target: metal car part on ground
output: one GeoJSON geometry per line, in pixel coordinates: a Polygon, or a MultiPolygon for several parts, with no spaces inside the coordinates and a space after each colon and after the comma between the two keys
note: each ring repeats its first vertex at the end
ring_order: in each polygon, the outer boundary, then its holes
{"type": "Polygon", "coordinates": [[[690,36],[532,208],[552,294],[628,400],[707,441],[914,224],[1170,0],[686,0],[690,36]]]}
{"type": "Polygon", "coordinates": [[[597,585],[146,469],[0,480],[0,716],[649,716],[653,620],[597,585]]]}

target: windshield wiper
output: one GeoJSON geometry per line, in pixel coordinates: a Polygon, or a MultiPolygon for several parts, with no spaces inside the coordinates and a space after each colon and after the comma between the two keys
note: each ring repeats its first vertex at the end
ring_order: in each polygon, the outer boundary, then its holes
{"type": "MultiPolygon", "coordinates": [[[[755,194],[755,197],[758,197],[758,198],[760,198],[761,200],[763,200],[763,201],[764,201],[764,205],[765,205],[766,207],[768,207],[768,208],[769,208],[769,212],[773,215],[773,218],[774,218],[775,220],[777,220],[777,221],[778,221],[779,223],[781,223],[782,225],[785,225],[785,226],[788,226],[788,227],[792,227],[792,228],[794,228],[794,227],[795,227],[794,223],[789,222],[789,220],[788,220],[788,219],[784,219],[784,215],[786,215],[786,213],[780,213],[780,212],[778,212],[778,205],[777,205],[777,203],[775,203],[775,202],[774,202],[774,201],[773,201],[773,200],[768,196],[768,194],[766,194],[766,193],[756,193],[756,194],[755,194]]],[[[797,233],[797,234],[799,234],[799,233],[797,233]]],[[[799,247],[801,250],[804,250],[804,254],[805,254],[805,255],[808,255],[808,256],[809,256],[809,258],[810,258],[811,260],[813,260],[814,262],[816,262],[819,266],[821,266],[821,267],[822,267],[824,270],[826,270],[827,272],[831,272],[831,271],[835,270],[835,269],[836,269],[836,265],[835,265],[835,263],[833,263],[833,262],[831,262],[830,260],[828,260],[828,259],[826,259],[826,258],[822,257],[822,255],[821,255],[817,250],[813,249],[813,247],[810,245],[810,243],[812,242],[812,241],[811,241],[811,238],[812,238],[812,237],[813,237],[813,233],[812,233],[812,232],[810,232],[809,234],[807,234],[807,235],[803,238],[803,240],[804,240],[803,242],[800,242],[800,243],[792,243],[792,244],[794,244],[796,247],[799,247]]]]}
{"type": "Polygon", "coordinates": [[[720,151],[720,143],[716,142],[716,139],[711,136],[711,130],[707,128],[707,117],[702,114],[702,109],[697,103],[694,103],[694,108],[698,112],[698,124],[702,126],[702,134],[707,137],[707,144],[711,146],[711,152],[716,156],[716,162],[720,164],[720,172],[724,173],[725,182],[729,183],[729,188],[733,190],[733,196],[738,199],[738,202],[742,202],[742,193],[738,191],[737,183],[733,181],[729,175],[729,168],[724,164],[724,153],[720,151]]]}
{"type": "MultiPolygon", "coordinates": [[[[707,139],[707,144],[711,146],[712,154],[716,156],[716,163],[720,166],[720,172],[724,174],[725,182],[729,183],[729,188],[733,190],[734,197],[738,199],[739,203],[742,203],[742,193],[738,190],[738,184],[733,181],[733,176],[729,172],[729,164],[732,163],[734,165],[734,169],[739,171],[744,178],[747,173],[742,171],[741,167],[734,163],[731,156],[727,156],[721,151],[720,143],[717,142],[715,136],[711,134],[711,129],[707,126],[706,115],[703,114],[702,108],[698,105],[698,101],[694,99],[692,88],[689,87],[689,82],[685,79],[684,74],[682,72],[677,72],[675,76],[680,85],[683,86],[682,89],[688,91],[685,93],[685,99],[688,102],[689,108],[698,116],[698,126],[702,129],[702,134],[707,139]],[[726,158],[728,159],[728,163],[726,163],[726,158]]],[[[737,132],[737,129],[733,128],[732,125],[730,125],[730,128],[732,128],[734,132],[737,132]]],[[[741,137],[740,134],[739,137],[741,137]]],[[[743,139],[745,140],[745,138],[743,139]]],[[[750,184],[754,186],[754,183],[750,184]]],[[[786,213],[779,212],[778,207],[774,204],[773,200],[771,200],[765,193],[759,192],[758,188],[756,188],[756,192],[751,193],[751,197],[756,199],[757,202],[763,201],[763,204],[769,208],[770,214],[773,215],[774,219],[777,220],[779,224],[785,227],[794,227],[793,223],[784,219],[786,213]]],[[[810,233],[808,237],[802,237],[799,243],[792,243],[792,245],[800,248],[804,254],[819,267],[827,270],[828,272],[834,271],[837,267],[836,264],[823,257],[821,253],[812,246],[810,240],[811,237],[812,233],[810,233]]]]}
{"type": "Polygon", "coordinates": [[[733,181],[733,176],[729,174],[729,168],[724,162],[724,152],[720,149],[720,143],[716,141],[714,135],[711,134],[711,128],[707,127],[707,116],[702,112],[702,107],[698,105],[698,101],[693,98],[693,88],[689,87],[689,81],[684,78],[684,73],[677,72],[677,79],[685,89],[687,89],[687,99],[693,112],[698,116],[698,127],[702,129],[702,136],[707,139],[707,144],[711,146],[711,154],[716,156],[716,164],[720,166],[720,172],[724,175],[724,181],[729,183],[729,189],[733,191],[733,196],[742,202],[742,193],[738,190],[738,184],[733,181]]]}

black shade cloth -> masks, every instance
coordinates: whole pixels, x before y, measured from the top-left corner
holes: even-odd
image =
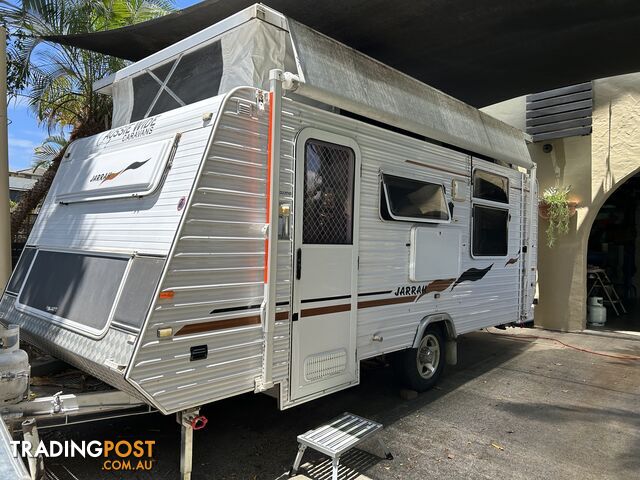
[[[207,0],[48,40],[139,60],[252,5]],[[267,0],[268,6],[475,106],[640,71],[638,0]]]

### ACTIVITY:
Your reply should consist solely of the lines from the one containing "black shade cloth -> masks, every instance" through the last line of the material, reproduced exactly and without pictures.

### EXERCISE ANSWER:
black shade cloth -> masks, every instance
coordinates: whole pixels, x before y, measured from the top-left corner
holes: even-odd
image =
[[[207,0],[48,40],[139,60],[252,5]],[[267,0],[268,6],[475,106],[640,71],[638,0]]]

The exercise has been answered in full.